Extracted data entries:
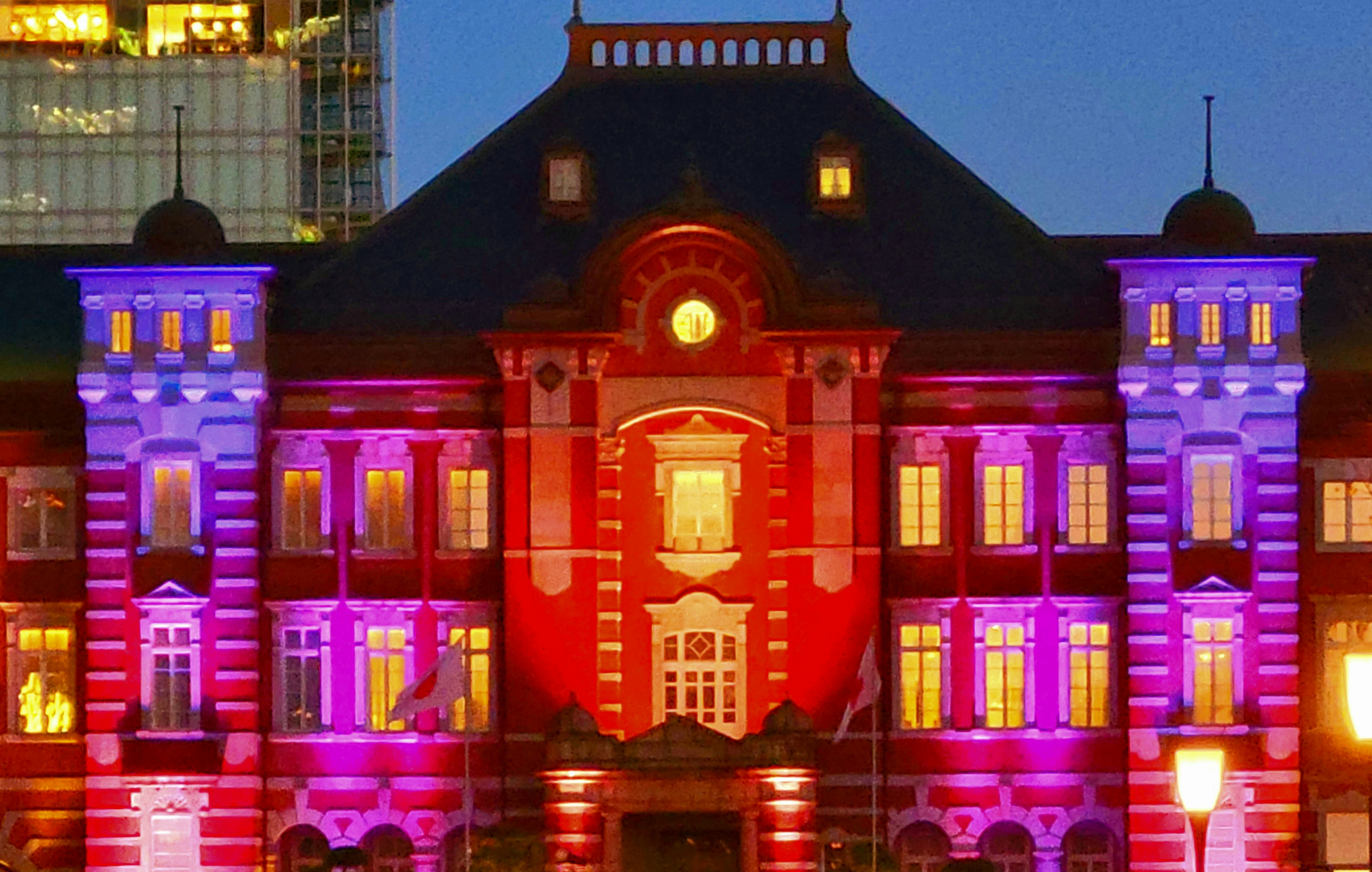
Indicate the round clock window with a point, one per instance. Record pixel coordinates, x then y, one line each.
694 322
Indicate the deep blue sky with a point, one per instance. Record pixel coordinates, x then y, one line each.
1086 114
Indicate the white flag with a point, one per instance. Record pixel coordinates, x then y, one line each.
442 684
866 687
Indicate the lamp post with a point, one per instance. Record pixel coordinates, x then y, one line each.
1357 691
1200 779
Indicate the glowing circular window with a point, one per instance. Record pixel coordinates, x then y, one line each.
694 322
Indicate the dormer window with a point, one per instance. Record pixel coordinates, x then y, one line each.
565 179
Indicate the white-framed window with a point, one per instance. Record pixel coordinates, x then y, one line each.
42 680
42 514
171 509
566 179
467 510
171 632
477 642
1213 496
700 661
302 664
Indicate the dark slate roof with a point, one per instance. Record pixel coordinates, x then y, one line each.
936 248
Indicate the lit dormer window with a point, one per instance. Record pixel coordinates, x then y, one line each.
121 331
565 179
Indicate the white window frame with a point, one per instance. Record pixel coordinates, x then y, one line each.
292 617
924 613
149 502
26 617
702 611
40 479
171 606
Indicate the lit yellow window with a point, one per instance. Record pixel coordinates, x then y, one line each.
1212 500
921 515
387 525
1005 676
700 510
222 330
477 642
921 676
836 178
1260 323
1348 511
1160 324
1089 505
1211 333
1213 672
468 510
44 671
1089 653
172 505
565 180
386 675
302 510
171 330
1003 505
121 331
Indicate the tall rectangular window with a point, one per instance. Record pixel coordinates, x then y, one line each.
477 655
1212 646
42 672
565 180
387 525
468 510
42 520
921 511
385 675
1005 660
699 510
121 331
1160 324
172 505
1212 500
1348 511
301 686
171 330
1089 673
171 704
1003 505
1089 505
1260 323
921 676
836 178
222 330
1211 329
302 505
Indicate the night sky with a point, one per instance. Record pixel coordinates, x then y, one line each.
1086 114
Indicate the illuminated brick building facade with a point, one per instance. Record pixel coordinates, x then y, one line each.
702 373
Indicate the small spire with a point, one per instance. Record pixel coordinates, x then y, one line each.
1209 168
179 192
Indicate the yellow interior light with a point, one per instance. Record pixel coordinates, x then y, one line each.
1357 669
1200 778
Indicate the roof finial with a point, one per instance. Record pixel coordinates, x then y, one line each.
179 192
1209 169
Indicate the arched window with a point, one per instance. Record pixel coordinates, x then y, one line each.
1089 848
389 851
923 848
302 846
1009 848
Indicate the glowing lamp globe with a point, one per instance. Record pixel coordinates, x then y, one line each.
1357 671
1200 778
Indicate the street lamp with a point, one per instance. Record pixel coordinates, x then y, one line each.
1200 779
1357 691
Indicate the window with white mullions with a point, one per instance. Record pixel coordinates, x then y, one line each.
700 676
171 653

:: Task instructions ::
Rewrite the lines from the one containing "Indicate the small" through the end of the records, substituting "lantern" for "lamp" and leaving everything else unchanged.

:: Written solution ::
Indicate the small spire with a point, one per instance. Record pixel coordinates, x then y, one line each.
1209 168
179 192
Indicate the yellow interior light with a point, one per instance. Record pixel coordinates, x then y, one line each.
1357 669
1200 778
Indicate the roof finial with a point, one per instance. Record pixel coordinates, x then y, one line each.
179 192
1209 169
Indicate the arched window with a point, one per instance. Record pixel coordinates, x then y, one line each.
1089 848
389 851
923 848
302 846
1009 848
Indicate the glowing lantern globe with a point, one per instance. Record pixel coordinates, x then y, one line each.
1357 671
1200 778
Indicate the street lantern with a point, one per instance. Record pixel coordinates, x then y, one line each.
1200 779
1357 691
Indicate the window with white mullions with a point, one per instance. Record pixel coordinates, x then y, one line each.
700 676
171 653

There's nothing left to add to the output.